Tekst:
══════════════════════════════
Po pierwsze: Raja Shehadeh (Raja Shehadeh, Palestyńskie wędrówki)

PALESTYNSKIE-WEDROWKI-okladka-webNiełatwo jest pisać o Radży Shehadehu. Ani o nim, ani o jego tekstach. Niewygodnie jest zająć miejsce, przyjąć określoną postawę w wypowiedziach dotyczących prozy palestyńskiej. Po pierwsze – bo jej nie znam zbyt dobrze, po drugie – zawsze gdzieś nieopatrznie wkracza subiektywna opinia o konfliktach palestyńsko-izraelskich. I wreszcie po trzecie – w moim przypadku, niestety, odzywa się wielka tęsknota, która burzy jakikolwiek porządek w wypowiedziach o Bliskim Wschodzie.

A że ktoś tak wielki jak Raja Shahadeh zagościł w Krakowie (w którym ja od niedawna mieszkam) i jest jednym z genialnych gości zaproszonych na Festiwal Conrada, wypada, wręcz jest to najlepszy moment na pisanie tekstów dotyczących autora i jego twórczości. Chciałabym poświęcić jemu, jego twórczości kilka minut. Powiedzmy, prześledzimy jego książki rozdział po rozdziale.
══════════════════════════════
Listing:
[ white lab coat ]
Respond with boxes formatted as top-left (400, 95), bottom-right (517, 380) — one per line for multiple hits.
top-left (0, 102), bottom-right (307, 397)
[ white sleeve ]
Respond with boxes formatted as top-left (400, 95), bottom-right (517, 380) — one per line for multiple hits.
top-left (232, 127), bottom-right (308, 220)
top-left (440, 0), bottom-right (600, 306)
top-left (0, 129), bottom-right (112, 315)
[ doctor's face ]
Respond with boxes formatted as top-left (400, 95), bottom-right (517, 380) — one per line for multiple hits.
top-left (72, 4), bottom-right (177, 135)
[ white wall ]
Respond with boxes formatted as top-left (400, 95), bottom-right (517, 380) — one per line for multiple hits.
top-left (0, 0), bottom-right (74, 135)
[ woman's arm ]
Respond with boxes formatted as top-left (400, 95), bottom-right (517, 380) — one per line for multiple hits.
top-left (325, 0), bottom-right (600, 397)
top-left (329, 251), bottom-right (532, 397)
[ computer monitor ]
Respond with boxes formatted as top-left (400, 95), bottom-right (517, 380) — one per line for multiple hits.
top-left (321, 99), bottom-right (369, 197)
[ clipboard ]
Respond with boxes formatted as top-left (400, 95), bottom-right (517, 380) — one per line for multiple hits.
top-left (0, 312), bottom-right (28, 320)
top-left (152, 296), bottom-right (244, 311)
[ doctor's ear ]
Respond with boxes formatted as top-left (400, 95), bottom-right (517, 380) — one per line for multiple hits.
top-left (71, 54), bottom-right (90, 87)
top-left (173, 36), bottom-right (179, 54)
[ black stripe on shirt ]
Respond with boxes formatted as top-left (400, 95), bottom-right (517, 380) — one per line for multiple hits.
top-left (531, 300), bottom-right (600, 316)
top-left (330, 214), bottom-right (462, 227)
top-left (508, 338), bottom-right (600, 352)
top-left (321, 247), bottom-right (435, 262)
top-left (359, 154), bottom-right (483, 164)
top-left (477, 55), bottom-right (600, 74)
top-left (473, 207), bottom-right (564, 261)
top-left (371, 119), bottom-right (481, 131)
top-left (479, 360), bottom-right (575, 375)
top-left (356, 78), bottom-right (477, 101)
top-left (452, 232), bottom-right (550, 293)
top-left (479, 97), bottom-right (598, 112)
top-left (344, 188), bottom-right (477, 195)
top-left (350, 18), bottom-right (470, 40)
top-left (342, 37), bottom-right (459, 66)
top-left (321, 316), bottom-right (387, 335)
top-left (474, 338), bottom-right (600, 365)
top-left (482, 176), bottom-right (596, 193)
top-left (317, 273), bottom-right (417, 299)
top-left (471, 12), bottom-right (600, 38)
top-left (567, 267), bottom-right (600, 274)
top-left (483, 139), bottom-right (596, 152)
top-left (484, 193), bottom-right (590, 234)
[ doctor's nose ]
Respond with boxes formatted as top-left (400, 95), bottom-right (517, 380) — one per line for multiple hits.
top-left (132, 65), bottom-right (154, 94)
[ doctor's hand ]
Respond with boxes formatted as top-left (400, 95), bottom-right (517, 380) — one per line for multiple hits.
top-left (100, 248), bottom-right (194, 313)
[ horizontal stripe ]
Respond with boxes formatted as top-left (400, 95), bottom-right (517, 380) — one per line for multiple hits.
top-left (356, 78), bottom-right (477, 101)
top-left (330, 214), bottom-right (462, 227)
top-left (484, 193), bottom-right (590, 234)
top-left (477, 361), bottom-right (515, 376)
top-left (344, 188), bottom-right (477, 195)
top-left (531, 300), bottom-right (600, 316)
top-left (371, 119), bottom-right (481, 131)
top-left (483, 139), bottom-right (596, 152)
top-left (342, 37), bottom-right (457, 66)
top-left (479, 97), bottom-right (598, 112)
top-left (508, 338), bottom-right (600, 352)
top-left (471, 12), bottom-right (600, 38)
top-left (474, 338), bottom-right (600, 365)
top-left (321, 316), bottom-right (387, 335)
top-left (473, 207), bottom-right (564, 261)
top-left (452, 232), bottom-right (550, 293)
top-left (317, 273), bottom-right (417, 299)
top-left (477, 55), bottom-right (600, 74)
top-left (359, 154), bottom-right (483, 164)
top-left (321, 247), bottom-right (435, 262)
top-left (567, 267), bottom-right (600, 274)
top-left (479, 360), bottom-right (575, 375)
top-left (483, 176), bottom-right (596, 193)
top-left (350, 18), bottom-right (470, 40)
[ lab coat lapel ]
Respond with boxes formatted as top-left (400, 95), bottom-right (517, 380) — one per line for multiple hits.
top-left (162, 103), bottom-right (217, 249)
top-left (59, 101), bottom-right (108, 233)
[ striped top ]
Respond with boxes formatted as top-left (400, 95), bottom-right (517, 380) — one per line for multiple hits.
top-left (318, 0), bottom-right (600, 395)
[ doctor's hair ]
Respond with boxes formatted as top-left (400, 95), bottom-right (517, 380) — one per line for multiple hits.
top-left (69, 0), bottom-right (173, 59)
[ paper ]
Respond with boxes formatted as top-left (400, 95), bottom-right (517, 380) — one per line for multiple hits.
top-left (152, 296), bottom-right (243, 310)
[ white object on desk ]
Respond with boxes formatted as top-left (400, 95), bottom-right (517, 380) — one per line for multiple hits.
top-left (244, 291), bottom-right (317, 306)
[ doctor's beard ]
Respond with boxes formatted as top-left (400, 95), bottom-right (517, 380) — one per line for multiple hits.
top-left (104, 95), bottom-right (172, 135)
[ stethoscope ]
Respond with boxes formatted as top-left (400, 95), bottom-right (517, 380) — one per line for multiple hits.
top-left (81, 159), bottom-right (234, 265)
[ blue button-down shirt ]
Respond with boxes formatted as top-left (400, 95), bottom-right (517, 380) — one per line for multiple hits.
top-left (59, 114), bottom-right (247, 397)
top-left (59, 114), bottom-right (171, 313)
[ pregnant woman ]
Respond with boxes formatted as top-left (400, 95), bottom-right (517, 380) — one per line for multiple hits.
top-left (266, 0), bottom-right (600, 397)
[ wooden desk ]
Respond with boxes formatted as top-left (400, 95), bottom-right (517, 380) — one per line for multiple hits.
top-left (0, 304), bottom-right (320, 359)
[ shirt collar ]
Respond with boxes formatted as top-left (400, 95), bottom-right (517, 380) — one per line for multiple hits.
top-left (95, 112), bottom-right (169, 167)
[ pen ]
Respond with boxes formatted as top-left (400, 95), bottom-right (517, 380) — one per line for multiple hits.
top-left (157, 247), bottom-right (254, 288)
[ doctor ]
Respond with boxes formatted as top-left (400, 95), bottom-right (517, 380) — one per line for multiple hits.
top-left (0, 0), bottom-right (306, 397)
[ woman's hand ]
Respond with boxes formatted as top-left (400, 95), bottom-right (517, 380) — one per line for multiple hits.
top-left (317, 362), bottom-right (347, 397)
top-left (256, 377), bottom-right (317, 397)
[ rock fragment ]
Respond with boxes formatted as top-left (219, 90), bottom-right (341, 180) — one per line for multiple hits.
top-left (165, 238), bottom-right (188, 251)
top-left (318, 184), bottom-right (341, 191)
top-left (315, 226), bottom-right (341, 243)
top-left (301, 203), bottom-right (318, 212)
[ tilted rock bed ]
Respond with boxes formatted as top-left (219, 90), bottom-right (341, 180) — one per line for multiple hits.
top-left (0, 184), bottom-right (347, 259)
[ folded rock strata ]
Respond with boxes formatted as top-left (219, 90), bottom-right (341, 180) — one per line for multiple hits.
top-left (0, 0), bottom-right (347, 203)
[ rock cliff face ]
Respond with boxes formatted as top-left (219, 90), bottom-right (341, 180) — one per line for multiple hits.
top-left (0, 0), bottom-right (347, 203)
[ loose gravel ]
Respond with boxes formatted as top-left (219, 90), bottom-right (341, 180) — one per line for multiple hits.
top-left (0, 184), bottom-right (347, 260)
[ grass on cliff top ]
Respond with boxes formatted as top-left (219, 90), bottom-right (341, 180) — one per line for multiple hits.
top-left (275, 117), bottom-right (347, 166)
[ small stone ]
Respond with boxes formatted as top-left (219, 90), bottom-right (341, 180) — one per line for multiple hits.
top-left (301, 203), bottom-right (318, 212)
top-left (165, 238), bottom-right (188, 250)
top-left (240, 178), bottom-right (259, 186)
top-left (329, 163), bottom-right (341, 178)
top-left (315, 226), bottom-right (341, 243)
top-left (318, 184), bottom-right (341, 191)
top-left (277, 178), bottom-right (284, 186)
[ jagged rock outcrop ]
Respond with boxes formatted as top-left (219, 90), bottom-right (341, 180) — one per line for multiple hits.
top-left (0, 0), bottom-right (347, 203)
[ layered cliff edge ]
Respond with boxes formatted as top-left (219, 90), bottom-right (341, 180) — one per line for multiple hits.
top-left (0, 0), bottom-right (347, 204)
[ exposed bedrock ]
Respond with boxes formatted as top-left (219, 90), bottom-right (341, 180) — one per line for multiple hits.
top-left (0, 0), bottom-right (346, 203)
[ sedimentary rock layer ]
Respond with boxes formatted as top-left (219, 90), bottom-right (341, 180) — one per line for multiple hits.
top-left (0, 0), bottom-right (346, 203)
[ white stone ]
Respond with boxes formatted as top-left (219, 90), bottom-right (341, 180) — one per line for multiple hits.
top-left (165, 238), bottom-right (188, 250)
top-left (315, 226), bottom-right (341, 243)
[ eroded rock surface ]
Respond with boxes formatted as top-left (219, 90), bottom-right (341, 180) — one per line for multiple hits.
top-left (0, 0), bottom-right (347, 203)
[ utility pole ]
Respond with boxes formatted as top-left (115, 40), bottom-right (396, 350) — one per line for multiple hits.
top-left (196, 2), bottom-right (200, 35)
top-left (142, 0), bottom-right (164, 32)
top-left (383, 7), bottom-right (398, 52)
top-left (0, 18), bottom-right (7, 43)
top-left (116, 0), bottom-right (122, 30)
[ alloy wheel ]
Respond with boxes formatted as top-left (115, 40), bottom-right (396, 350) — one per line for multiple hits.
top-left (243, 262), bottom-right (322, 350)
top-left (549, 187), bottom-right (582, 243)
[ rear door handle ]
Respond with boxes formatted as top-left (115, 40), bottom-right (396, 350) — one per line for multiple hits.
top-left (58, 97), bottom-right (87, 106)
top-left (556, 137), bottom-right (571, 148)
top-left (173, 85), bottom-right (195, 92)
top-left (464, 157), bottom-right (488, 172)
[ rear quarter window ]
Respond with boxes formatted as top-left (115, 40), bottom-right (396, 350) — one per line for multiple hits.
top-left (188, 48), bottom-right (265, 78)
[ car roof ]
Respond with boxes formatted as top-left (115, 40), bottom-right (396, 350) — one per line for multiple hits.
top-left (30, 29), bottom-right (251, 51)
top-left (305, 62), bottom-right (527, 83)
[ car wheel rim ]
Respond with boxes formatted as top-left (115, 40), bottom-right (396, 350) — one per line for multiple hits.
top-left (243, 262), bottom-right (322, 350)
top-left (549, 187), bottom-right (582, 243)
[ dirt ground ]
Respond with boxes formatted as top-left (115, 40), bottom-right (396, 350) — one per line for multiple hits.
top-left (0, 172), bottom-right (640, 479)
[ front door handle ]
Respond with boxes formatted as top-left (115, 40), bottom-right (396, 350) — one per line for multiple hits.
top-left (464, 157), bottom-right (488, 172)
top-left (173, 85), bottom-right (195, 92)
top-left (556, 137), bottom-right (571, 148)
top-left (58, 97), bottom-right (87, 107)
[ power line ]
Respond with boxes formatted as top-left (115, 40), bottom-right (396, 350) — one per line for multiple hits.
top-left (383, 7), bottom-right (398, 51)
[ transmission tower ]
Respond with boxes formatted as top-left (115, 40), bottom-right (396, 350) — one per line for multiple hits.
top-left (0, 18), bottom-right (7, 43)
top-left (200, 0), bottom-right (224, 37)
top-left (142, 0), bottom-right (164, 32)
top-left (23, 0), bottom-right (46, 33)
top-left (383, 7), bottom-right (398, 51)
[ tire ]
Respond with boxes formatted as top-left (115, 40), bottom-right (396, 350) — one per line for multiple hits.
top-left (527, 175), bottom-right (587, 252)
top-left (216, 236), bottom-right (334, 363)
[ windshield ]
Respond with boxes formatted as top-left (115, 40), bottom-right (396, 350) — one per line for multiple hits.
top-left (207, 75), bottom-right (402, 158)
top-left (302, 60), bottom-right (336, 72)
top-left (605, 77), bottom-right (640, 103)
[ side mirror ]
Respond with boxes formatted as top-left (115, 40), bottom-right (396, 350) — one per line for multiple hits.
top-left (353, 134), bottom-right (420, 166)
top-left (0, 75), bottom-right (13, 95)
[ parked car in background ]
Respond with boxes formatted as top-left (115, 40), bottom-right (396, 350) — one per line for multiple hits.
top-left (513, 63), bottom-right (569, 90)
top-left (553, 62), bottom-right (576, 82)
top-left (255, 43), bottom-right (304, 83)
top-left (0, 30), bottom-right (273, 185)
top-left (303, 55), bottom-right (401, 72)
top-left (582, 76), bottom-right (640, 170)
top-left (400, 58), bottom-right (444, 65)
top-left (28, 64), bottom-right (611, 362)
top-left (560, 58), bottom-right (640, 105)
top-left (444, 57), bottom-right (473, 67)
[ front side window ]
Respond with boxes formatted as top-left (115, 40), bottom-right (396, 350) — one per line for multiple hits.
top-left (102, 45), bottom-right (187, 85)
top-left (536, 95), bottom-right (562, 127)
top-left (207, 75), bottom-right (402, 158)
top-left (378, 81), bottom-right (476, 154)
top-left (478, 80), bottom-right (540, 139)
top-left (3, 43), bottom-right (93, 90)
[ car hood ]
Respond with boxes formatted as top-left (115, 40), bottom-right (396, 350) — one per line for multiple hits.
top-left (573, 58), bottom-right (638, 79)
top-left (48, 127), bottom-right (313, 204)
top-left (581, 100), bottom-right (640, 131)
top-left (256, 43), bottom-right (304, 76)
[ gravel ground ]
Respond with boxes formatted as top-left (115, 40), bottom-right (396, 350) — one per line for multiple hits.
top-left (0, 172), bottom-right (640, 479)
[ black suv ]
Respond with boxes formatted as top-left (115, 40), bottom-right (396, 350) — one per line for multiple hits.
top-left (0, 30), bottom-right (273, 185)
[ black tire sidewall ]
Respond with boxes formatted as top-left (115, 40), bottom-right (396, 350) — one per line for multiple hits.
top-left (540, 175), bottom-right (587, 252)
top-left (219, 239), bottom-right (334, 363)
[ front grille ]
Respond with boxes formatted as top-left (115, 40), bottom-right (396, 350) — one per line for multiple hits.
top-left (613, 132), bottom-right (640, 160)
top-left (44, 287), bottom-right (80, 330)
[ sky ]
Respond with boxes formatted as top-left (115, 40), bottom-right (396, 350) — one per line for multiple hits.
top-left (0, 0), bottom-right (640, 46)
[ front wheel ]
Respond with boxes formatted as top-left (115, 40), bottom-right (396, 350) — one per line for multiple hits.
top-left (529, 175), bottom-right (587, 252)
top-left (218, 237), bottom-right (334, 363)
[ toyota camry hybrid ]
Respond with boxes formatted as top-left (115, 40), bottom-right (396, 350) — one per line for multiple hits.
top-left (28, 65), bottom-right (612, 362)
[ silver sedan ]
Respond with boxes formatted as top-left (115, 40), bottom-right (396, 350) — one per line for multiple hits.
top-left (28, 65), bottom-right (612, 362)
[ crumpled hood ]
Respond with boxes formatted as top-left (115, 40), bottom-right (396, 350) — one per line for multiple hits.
══════════════════════════════
Przepisz z tekstu o Radży Shehadehu odcinek od „Po pierwsze: Raja” aż po „o Bliskim Wschodzie.”, zamieniając „subiektywna” na „osobista”.

Rozwiązanie zadania:
Po pierwsze: Raja Shehadeh (Raja Shehadeh, Palestyńskie wędrówki)

PALESTYNSKIE-WEDROWKI-okladka-webNiełatwo jest pisać o Radży Shehadehu. Ani o nim, ani o jego tekstach. Niewygodnie jest zająć miejsce, przyjąć określoną postawę w wypowiedziach dotyczących prozy palestyńskiej. Po pierwsze – bo jej nie znam zbyt dobrze, po drugie – zawsze gdzieś nieopatrznie wkracza osobista opinia o konfliktach palestyńsko-izraelskich. I wreszcie po trzecie – w moim przypadku, niestety, odzywa się wielka tęsknota, która burzy jakikolwiek porządek w wypowiedziach o Bliskim Wschodzie.